* [Was verlangt wird]
Schreibe die Zeilen der Einträge als nummerierte Liste ohne Leerzeilen um, beginnend am Anfang der Einträge und endend mit der Zeile, die „pixel 106 97“ enthält, wobei beide Grenzen mit eingeschlossen sind. Lass die Bilder in deiner Antwort weg.

• • • • •

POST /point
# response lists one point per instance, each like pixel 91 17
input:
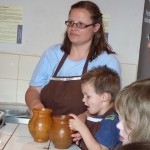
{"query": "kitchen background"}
pixel 43 25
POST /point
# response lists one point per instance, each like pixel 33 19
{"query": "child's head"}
pixel 135 146
pixel 99 86
pixel 133 105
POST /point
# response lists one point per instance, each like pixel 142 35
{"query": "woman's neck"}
pixel 78 53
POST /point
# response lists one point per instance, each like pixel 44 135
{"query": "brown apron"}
pixel 94 127
pixel 63 94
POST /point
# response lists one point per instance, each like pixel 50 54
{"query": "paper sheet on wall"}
pixel 11 24
pixel 106 19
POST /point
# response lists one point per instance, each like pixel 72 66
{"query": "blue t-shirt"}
pixel 108 134
pixel 51 58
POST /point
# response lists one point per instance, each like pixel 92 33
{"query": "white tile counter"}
pixel 17 137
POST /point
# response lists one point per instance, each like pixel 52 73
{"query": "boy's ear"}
pixel 106 97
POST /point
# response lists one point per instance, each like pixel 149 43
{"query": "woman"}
pixel 132 104
pixel 55 82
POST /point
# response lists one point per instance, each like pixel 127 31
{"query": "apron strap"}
pixel 62 62
pixel 109 111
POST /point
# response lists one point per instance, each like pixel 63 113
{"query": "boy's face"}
pixel 92 100
pixel 124 132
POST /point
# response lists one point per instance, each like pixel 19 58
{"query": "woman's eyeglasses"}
pixel 79 25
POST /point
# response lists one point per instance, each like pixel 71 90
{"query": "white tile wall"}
pixel 22 87
pixel 129 73
pixel 16 71
pixel 8 88
pixel 26 66
pixel 9 66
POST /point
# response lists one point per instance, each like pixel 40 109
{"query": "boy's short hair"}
pixel 103 79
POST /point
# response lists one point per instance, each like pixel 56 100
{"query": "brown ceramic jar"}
pixel 40 123
pixel 60 133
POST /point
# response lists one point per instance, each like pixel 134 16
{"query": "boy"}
pixel 99 87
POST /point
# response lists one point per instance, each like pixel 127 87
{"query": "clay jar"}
pixel 40 123
pixel 60 133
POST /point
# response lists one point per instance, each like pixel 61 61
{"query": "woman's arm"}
pixel 32 98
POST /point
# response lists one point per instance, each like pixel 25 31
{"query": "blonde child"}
pixel 99 87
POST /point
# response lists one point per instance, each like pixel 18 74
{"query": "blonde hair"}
pixel 133 105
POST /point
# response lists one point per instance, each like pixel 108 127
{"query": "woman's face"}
pixel 124 132
pixel 81 36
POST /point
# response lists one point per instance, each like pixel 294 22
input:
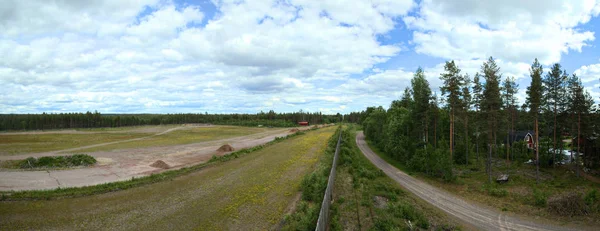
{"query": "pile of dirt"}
pixel 568 205
pixel 225 148
pixel 160 164
pixel 380 202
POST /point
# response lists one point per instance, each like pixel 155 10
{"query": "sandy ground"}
pixel 136 129
pixel 119 165
pixel 474 216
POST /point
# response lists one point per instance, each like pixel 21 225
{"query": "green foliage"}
pixel 96 120
pixel 495 191
pixel 408 212
pixel 592 197
pixel 134 182
pixel 539 198
pixel 313 187
pixel 58 161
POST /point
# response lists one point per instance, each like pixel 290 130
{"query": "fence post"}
pixel 324 213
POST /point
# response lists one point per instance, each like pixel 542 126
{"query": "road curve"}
pixel 476 217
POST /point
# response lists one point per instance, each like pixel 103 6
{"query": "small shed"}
pixel 527 136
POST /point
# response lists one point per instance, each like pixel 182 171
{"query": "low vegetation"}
pixel 46 121
pixel 134 182
pixel 15 144
pixel 250 192
pixel 560 196
pixel 51 162
pixel 313 188
pixel 366 199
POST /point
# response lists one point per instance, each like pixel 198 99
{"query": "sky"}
pixel 236 56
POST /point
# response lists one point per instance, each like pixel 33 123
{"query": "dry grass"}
pixel 251 192
pixel 367 199
pixel 184 136
pixel 34 143
pixel 519 194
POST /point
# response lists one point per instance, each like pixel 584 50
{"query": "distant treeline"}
pixel 95 119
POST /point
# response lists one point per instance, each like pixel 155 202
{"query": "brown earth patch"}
pixel 380 202
pixel 160 164
pixel 225 148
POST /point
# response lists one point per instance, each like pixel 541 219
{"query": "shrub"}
pixel 592 197
pixel 498 192
pixel 409 212
pixel 58 161
pixel 30 162
pixel 568 205
pixel 539 198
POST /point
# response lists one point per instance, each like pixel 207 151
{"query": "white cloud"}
pixel 589 73
pixel 513 30
pixel 155 56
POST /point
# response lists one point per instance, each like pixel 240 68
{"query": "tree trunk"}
pixel 554 143
pixel 467 139
pixel 537 152
pixel 435 132
pixel 489 163
pixel 426 130
pixel 451 132
pixel 578 140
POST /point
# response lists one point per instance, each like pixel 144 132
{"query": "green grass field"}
pixel 521 195
pixel 366 199
pixel 251 192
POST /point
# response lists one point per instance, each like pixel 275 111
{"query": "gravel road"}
pixel 473 216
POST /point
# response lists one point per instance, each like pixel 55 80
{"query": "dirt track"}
pixel 474 216
pixel 119 165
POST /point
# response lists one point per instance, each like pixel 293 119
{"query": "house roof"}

• • • • •

* [Antwort zur Übung]
1. POST /point
2. # response lists one point per instance, each like pixel 91 17
3. input:
4. {"query": "kitchen background"}
5. pixel 43 25
6. POST /point
7. # response lists one point per instance, each like pixel 33 19
8. {"query": "child's head"}
9. pixel 135 146
10. pixel 99 86
11. pixel 133 105
12. POST /point
13. # response lists one point per instance, each like pixel 142 35
14. {"query": "woman's neck"}
15. pixel 78 53
16. POST /point
17. # response lists one point per instance, each like pixel 44 135
18. {"query": "brown apron"}
19. pixel 94 127
20. pixel 63 94
21. POST /point
22. # response lists one point per instance, each like pixel 50 54
23. {"query": "paper sheet on wall"}
24. pixel 11 24
25. pixel 106 19
26. POST /point
27. # response lists one point per instance, each like pixel 72 66
28. {"query": "blue t-shirt"}
29. pixel 108 134
30. pixel 51 58
31. POST /point
32. # response lists one point per instance, each like pixel 92 33
33. {"query": "white tile counter"}
34. pixel 17 137
35. POST /point
36. # response lists one point per instance, each like pixel 52 73
37. {"query": "boy's ear"}
38. pixel 106 97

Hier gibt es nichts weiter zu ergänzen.